● **Requirement**: From the line with "Target: tractor rear tire" through the line with "else: point(863, 432).", inclusive, return each line of the data below exactly and leave the rest out.

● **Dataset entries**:
···

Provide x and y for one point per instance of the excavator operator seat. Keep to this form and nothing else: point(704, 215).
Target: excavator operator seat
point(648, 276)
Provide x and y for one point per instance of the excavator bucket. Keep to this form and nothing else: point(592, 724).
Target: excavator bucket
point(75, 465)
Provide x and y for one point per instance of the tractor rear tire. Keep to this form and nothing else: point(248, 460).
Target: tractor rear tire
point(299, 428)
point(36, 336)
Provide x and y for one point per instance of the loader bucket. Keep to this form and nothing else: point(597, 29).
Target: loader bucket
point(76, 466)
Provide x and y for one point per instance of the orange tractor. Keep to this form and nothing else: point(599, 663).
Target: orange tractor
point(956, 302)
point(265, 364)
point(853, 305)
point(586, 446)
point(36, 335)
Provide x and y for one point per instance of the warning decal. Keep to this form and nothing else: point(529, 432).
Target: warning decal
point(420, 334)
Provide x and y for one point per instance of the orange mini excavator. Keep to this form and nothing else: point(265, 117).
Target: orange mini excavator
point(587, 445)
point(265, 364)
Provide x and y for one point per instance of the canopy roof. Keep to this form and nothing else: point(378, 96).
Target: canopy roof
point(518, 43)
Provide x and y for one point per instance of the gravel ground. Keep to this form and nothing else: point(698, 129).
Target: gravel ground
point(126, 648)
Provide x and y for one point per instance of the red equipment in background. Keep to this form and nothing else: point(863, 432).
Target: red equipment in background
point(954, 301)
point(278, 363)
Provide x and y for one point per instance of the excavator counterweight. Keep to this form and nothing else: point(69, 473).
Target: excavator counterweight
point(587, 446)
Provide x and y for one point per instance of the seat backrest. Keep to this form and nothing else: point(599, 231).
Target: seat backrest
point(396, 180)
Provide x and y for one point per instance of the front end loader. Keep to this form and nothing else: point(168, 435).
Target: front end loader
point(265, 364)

···

● **Solution to this exercise**:
Target: tractor rear tire
point(299, 428)
point(36, 336)
Provide x and y for one point per instance of the loader bucket. Keep to this form and nothing else: point(597, 29).
Target: loader bucket
point(76, 466)
Provide x and y for one point per instance of the orange tractor. Keep to this form and nothing else: point(599, 663).
Target: orange tractor
point(956, 302)
point(265, 364)
point(853, 305)
point(586, 446)
point(36, 335)
Provide x and y for one point per instance of the warning decal. Keep to this form and nothing else: point(529, 432).
Target: warning decal
point(420, 334)
Provide x and y for one point per instance of the orange mini excavator. Keep to this form and nothing else: point(265, 117).
Target: orange mini excavator
point(587, 445)
point(265, 364)
Provide x and y for one point per instance of the canopy roof. Keep to this form and nothing else: point(378, 96).
Target: canopy roof
point(518, 43)
Provide x and y for one point per instance of the gravel ground. Keep to this form and nothing else: point(698, 129).
Target: gravel ground
point(126, 648)
Provide x and y for one point per instance of the red equipment in background. Keep to this form and nothing else: point(863, 432).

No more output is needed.